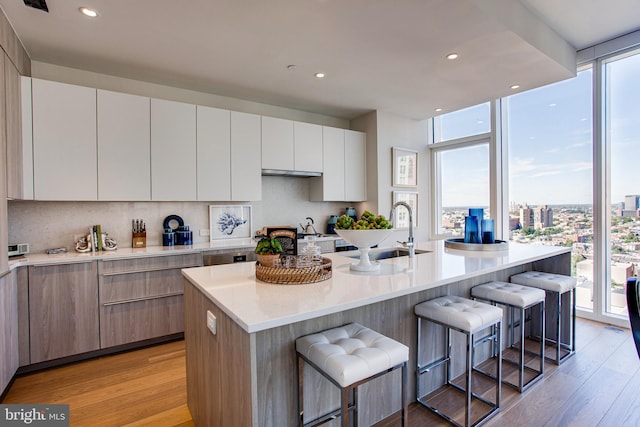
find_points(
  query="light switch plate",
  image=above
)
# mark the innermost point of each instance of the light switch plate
(211, 322)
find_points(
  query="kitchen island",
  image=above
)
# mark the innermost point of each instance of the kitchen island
(245, 373)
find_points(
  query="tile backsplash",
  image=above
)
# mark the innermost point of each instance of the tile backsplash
(55, 224)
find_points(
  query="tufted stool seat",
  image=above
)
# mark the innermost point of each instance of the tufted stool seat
(558, 287)
(517, 299)
(470, 318)
(349, 356)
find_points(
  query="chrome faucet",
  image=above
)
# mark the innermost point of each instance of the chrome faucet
(409, 243)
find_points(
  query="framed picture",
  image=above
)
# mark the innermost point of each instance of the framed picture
(405, 167)
(229, 222)
(401, 216)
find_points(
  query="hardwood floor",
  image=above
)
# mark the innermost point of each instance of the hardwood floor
(599, 386)
(139, 388)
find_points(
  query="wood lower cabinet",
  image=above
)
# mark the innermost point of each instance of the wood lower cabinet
(8, 328)
(141, 298)
(63, 310)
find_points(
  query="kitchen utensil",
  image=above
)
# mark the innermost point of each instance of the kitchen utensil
(331, 224)
(308, 228)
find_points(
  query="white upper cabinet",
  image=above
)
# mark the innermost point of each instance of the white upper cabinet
(344, 174)
(355, 183)
(246, 157)
(307, 149)
(12, 87)
(173, 151)
(124, 150)
(27, 139)
(214, 153)
(277, 144)
(64, 141)
(330, 186)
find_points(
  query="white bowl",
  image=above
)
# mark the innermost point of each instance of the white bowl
(364, 238)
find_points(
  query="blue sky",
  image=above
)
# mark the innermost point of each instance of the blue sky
(550, 142)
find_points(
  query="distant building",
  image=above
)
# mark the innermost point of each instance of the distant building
(631, 206)
(526, 216)
(543, 217)
(620, 271)
(514, 223)
(631, 203)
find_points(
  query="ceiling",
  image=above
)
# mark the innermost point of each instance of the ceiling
(387, 55)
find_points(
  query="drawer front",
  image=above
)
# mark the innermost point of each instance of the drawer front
(139, 286)
(121, 266)
(137, 321)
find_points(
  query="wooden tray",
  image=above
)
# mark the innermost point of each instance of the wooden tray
(294, 276)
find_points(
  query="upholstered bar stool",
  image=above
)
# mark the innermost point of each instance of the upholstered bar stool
(557, 286)
(349, 356)
(517, 299)
(470, 318)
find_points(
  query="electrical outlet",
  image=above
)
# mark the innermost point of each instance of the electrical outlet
(211, 322)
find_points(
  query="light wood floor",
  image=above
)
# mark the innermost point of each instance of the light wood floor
(599, 386)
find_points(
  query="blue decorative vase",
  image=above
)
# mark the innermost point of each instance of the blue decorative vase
(488, 236)
(472, 229)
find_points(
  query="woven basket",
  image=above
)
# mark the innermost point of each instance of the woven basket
(294, 276)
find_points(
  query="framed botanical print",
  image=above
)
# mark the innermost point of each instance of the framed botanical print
(405, 167)
(229, 222)
(401, 216)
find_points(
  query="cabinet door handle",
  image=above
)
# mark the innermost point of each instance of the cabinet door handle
(146, 270)
(127, 301)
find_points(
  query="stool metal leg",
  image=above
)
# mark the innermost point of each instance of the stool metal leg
(300, 371)
(467, 403)
(405, 403)
(559, 330)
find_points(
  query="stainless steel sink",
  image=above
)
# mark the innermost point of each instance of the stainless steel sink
(378, 254)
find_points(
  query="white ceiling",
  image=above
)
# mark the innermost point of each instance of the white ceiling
(384, 55)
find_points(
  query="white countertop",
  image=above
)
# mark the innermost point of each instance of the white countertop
(257, 306)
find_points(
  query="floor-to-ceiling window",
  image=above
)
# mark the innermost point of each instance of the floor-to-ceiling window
(570, 158)
(550, 172)
(622, 136)
(460, 159)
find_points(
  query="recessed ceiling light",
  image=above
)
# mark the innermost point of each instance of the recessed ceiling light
(88, 12)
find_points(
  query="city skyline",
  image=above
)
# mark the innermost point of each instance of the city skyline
(550, 150)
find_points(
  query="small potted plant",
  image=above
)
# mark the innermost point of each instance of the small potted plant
(268, 250)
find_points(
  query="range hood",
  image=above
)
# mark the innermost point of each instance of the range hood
(278, 172)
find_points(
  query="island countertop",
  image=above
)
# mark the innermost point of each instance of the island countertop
(257, 306)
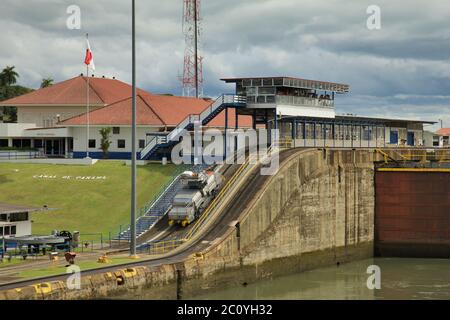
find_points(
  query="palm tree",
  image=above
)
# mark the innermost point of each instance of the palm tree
(47, 82)
(9, 76)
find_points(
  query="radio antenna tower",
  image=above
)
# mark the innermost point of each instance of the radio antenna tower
(193, 69)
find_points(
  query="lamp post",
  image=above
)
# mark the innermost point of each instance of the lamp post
(133, 136)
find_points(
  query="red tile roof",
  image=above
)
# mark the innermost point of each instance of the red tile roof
(443, 132)
(114, 97)
(155, 110)
(73, 92)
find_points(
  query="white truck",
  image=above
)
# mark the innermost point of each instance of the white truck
(197, 192)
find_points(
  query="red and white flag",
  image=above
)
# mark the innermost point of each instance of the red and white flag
(89, 60)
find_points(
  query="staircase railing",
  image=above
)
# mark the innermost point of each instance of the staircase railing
(191, 119)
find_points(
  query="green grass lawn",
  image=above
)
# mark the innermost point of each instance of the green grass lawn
(84, 265)
(97, 206)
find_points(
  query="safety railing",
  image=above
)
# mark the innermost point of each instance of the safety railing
(423, 155)
(161, 247)
(153, 143)
(213, 205)
(304, 101)
(21, 155)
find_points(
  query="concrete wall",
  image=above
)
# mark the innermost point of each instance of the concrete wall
(317, 210)
(14, 129)
(80, 141)
(47, 116)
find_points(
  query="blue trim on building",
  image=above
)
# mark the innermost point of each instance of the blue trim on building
(111, 155)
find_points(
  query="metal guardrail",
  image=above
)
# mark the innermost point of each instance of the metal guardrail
(423, 155)
(162, 247)
(20, 155)
(190, 120)
(213, 205)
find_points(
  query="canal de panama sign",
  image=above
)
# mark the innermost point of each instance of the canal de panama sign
(78, 178)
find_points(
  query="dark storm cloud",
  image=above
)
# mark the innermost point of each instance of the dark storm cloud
(401, 69)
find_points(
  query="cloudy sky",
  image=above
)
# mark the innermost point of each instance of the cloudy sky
(402, 70)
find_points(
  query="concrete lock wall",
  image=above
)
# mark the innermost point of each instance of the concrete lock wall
(317, 210)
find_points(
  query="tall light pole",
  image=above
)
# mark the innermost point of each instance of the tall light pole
(133, 136)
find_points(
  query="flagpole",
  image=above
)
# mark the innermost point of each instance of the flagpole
(133, 135)
(87, 107)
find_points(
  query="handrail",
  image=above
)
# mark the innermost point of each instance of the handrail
(191, 118)
(219, 197)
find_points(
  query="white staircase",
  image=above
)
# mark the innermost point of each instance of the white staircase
(206, 116)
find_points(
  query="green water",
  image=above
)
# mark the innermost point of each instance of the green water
(400, 279)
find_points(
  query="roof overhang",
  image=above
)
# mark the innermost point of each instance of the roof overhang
(48, 105)
(291, 82)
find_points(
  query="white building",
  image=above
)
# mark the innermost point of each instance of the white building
(15, 221)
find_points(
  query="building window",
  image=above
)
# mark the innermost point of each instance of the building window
(17, 143)
(435, 141)
(18, 216)
(38, 143)
(26, 143)
(121, 144)
(92, 143)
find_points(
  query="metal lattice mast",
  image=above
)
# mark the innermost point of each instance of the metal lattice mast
(192, 80)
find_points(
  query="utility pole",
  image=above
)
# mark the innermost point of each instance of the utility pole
(133, 136)
(196, 47)
(192, 79)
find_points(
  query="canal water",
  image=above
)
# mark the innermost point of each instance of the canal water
(400, 279)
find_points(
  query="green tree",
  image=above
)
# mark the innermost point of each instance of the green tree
(47, 82)
(105, 143)
(8, 76)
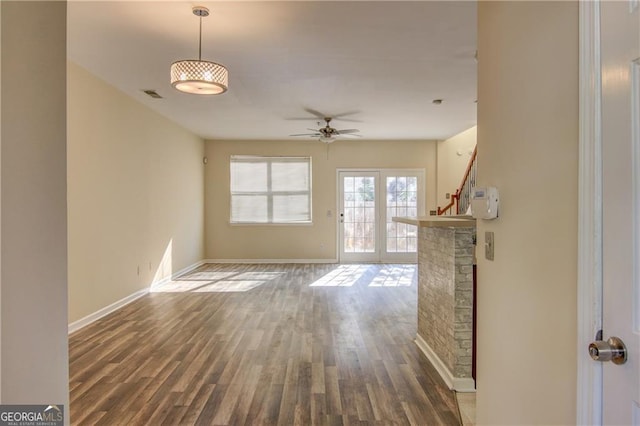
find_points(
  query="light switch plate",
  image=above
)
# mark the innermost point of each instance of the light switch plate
(488, 245)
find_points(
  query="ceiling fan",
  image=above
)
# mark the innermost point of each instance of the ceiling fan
(328, 134)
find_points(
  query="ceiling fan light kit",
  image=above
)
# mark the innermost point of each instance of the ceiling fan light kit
(197, 76)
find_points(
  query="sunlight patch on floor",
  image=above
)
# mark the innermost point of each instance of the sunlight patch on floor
(395, 276)
(377, 275)
(229, 286)
(342, 276)
(216, 282)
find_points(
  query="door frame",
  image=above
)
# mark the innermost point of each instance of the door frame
(589, 286)
(382, 238)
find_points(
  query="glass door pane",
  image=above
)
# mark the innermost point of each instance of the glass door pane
(359, 216)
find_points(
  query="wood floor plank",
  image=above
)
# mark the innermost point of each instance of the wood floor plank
(259, 345)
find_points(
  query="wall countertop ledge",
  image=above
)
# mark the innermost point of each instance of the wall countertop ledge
(437, 221)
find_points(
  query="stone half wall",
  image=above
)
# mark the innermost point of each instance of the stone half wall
(445, 295)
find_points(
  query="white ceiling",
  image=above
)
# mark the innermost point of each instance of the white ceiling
(380, 63)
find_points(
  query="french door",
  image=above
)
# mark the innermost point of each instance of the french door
(369, 199)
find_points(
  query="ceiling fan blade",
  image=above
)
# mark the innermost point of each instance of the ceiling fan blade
(315, 113)
(341, 117)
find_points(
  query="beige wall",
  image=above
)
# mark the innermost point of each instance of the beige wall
(453, 158)
(528, 149)
(136, 185)
(34, 212)
(317, 241)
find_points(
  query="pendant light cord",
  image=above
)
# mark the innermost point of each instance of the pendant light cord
(200, 41)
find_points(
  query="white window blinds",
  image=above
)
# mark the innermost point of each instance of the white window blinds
(270, 189)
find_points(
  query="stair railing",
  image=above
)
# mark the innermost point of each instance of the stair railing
(462, 197)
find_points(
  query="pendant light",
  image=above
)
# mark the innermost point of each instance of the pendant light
(197, 76)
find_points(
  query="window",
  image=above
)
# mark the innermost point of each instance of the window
(270, 189)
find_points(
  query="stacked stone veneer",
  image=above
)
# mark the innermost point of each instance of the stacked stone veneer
(445, 295)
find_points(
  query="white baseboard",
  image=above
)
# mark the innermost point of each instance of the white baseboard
(457, 384)
(177, 274)
(270, 261)
(83, 322)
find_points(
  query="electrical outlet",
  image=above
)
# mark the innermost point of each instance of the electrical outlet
(488, 245)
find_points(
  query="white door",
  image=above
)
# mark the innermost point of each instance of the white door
(620, 70)
(359, 216)
(368, 202)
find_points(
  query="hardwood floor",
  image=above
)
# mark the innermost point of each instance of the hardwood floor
(262, 344)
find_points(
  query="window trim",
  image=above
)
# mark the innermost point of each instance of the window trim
(269, 160)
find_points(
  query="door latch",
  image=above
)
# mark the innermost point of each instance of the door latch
(612, 350)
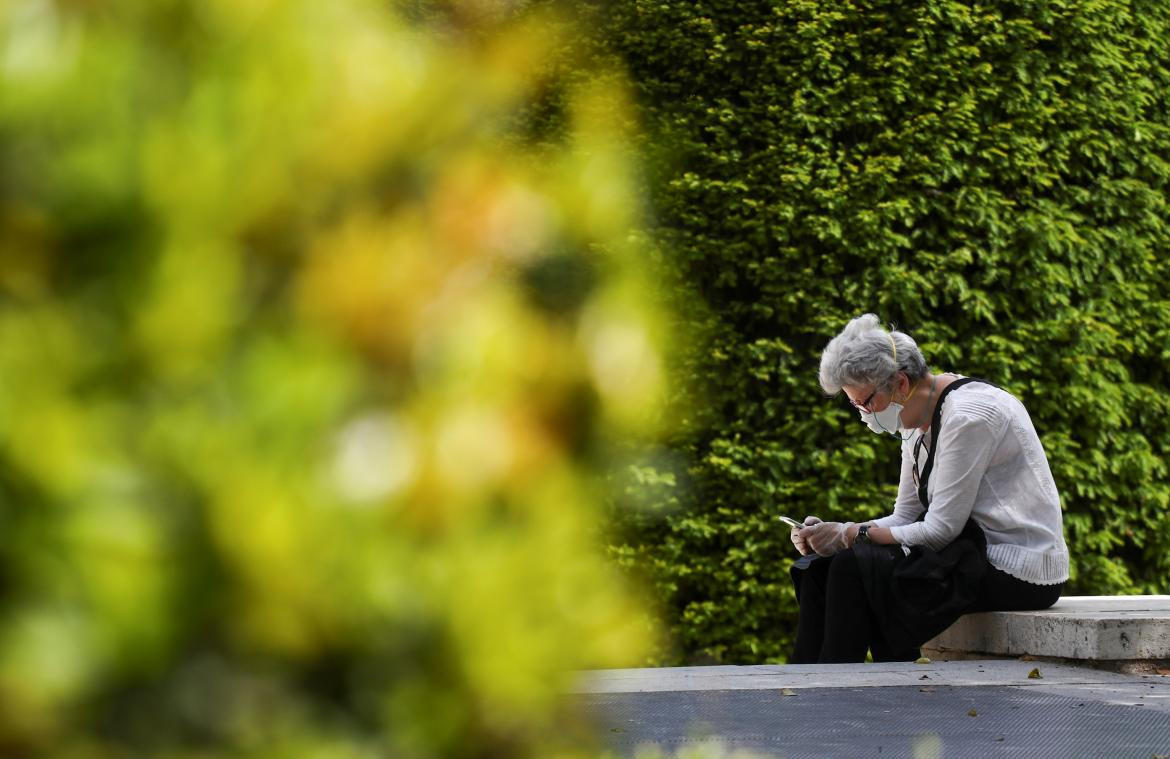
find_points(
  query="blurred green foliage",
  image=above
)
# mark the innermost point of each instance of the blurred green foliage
(315, 342)
(990, 177)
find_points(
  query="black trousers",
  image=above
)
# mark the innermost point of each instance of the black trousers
(837, 623)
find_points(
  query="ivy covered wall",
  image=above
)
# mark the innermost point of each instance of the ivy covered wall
(990, 177)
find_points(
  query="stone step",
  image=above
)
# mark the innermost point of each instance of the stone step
(1091, 628)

-------

Exercise brief :: Return every line of the entries above that contains the word "faucet".

Exercise response ::
  query="chrome faucet",
# mark the innermost point of each instance of the chrome faucet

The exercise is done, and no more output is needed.